Recuerdo que, al tomar el podio para presentarme, Lincoln fue especialmente generoso conmigo. Por mi parte, puedo ser un payaso provocador. Sabía que, desde la embajada de Cuba, nos espiaban nuestros compatriotas criminales o cómplices de los criminales. Así que solté chistes políticos incorrectos (Lincoln y Fidel Castro compartían cumpleaños) y me burlé hasta de mi manera que sostener la cámara, con ese estilito guajiro con que agarro un tenedor.
El humor nos hermanó en aquella noche sin patria, pero con amor. No fuimos dos activistas por la libertad de Cuba. Fuimos, y lo digo con el orgullo de cualquier cubano sin castrismo en su corazón, la libertad de Cuba en persona.
Recuerdo a Lincoln doblado de la risa. Yo también reí, hasta las lágrimas. El clima se hizo de euforia. Teníamos el espíritu alto, un puente de optimismo tendido espontáneamente entre su generación y mi generación. Y me sentí menos solo en esa alienación del alma llamada los Estados Unidos. Él, supongo que ya se sintiera un poco más en casa, por las demasiadas décadas de vivir aquí.
La primera vez fue en marzo de 2013, apenas aterricé de Cuba. Me citó sin preguntarme ni quién yo era. No importaba si yo tendía a los demócratas o a los republicanos. O incluso si era de izquierda, centro o derecha. Ni mucho menos mi postura ante el embargo o bloqueo. O si pensaba quedarme o volver a la Isla. Le bastaba la certeza de que estábamos del mismo lado antitotalitario, ese que no cabe en ninguna clasificación.

- _OBJETIVO 1_: Reproduce el tramo del fragmento desde "Recuerdo que, al" hasta "Cuba en persona.", sustituyendo "payaso" por "bromista".
- _OBJETIVO 2_: Convierte en una lista breve el párrafo del fragmento que empieza con "La primera vez fue en marzo de 2013" y conserva sus datos principales.
- _OBJETIVO 3_: Según el fragmento, ¿qué tenían en común Lincoln y Fidel Castro?

- _DATOS EXTRAÍDOS_:
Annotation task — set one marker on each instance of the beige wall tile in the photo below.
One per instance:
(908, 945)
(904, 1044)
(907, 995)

* * *

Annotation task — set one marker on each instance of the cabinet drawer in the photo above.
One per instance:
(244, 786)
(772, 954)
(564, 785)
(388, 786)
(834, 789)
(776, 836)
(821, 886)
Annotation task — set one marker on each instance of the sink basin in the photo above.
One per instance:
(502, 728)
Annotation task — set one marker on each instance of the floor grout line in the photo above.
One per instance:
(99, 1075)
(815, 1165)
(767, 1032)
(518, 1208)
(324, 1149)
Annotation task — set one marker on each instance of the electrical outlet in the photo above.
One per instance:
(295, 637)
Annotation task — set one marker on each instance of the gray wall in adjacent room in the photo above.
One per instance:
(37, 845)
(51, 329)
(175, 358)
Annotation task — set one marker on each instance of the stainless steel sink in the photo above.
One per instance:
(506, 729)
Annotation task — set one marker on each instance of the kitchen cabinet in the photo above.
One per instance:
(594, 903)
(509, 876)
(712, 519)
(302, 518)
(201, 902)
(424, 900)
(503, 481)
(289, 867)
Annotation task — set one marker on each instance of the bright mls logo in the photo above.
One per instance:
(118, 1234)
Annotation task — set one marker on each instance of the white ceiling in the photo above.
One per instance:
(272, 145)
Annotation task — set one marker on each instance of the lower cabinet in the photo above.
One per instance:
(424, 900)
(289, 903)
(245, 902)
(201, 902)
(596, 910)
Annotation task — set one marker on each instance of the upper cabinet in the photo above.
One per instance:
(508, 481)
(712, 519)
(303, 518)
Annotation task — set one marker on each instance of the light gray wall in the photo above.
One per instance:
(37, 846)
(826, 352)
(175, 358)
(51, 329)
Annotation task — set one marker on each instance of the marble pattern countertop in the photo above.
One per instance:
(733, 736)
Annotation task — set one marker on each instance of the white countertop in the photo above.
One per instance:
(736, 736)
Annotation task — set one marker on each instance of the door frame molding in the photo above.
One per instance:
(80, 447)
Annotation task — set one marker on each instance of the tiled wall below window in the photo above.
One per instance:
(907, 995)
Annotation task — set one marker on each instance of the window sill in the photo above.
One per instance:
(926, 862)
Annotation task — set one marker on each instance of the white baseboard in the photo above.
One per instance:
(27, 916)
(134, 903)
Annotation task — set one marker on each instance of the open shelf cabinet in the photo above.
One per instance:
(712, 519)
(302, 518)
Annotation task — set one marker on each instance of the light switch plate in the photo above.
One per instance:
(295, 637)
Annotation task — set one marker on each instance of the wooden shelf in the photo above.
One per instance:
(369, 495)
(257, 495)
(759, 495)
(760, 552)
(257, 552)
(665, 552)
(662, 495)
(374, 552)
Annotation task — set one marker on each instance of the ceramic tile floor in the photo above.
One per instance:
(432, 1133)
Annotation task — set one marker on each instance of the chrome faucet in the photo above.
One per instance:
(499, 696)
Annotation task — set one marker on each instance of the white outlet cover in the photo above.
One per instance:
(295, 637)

- _RESPUESTA ESCRITA 1_:
Recuerdo que, al tomar el podio para presentarme, Lincoln fue especialmente generoso conmigo. Por mi parte, puedo ser un bromista provocador. Sabía que, desde la embajada de Cuba, nos espiaban nuestros compatriotas criminales o cómplices de los criminales. Así que solté chistes políticos incorrectos (Lincoln y Fidel Castro compartían cumpleaños) y me burlé hasta de mi manera que sostener la cámara, con ese estilito guajiro con que agarro un tenedor.
El humor nos hermanó en aquella noche sin patria, pero con amor. No fuimos dos activistas por la libertad de Cuba. Fuimos, y lo digo con el orgullo de cualquier cubano sin castrismo en su corazón, la libertad de Cuba en persona.

- _RESPUESTA ESCRITA 2_:
- El primer encuentro fue en marzo de 2013, justo después de aterrizar de Cuba.
- Lincoln concertó la cita sin preguntar su identidad.
- No le importaban estas cosas:
  - si se inclinaba por los demócratas o por los republicanos
  - si era de izquierda, centro o derecha
  - su postura ante el embargo o bloqueo
  - si pensaba quedarse o volver a la Isla
- Le bastaba la certeza de que ambos estaban del mismo lado antitotalitario, que no cabe en ninguna clasificación.

- _RESPUESTA ESCRITA 3_: Compartían cumpleaños.